TEXT SEGMENT —
=======

Quote:
Originally Posted by Raider Ronnie
So what did Roger Maris use to gain the edge and break Babe Ruth's home run record for a season ?
How about Willy Mays, Don Dimagigo, Mantle, Ted Williams, ect.... What were they on ?
|
What were they testing for back then?
"A participant in an endurance walking race in Britain, Abraham Wood, said in
1807 that he had used
laudanum, or opium, to keep him awake for 24 hours while competing against Robert Barclay Allardyce"
"Thomas Hicks, an American born in England on January 7, 1875, won the Olympic marathon in
1904. He crossed the line behind a fellow American Fred Lorz, who had been transported for 11 miles of the course by his trainer, leading to his disqualification. However, Hicks's trainer Charles Lucas, pulled out a syringe and came to his aid as his runner began to struggle.
I therefore decided to inject him with a milligram of
sulphate of strychnine and to make him drink a large glass brimming with brandy. He set off again as best he could [but] he needed another injection four miles from the end to give him a semblance of speed and to get him to the finish.[10]
The use of strychnine, at the time, was thought necessary to survive demanding races, according to sports historians Alain Lunzenfichter"
"The fascination with six-day bicycle races spread across the Atlantic and the same appeal brought in the crowds in America as well. And the more spectators paid at the gate, the higher the prizes could be and the greater was the incentive of riders to stay awake—or be kept awake—to ride the greatest distance. Their exhaustion was countered by soigneurs (the French word for "carers"), helpers akin to seconds in boxing. Among the treatments they supplied was
nitroglycerine, a drug used to stimulate the heart after cardiac attacks and which was credited with improving riders' breathing. Riders suffered hallucinations from the exhaustion and perhaps the drugs."

=======

PROBLEM TO WORK ON — Write what comes next in the forum post on drug use in early sports, starting after its last sentence. The rows after this point are separate material, unrelated to the forum post on drug use in early sports.

[Stored records]

=======

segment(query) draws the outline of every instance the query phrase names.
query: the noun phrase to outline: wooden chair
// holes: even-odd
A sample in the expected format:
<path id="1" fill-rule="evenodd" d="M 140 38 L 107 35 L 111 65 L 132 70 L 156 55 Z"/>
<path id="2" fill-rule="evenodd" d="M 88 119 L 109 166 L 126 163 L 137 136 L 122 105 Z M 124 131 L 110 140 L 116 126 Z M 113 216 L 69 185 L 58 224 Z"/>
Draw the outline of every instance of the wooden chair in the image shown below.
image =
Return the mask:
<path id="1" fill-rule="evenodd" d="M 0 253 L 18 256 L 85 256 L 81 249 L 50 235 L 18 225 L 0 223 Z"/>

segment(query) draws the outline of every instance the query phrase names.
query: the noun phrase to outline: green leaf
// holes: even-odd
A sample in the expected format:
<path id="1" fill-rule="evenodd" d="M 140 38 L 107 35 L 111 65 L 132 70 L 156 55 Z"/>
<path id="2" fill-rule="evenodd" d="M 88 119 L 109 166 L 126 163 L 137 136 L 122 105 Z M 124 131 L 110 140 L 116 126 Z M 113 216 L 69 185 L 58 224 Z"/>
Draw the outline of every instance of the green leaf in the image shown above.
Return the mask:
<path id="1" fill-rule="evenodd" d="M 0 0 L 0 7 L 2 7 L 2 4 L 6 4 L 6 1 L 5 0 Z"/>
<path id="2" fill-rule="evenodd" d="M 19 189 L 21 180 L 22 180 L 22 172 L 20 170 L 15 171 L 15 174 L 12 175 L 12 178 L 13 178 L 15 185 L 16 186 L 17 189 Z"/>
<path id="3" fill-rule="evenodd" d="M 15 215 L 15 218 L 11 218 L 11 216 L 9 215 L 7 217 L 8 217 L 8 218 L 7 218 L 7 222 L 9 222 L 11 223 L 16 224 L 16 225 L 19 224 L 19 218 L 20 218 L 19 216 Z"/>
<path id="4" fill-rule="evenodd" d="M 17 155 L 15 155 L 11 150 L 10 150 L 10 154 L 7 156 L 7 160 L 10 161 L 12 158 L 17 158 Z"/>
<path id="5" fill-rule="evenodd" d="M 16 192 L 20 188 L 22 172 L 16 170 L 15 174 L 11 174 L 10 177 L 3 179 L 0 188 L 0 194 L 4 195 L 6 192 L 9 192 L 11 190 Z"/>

=======

SOLVED PROBLEM —
"The father of anabolic steroids in the United States was John Ziegler (1917–1983), a physician for the U.S. weightlifting team in the mid-20th century. Ziegler learned from his Russian days that the Soviet weightlifting team's success was due to their use of performance-enhancing drugs. Deciding that U.S. athletes needed chemical assistance to remain competitive, Ziegler worked with the CIBA Pharmaceutical Company to develop an oral anabolic steroid. This resulted in the creation of
methandrostenolone, which appeared on the market in
1960. During the Olympics that year, the Danish cyclist Knud Enemark Jensen collapsed and died while competing in the 100-kilometer (62-mile) race. An autopsy later revealed the presence of amphetamines and a drug called nicotinyl tartrate in his system."
"The American specialist in doping, Max M. Novich, wrote: "Trainers of the old school who supplied treatments which had
cocaine as their base declared with assurance that a rider tired by a six-day race would get his second breath after absorbing these mixtures." John Hoberman, a professor at the University of Texas in Austin, Texas, said six-day races were "de facto experiments investigating the physiology of stress as well as the substances that might alleviate exhaustion."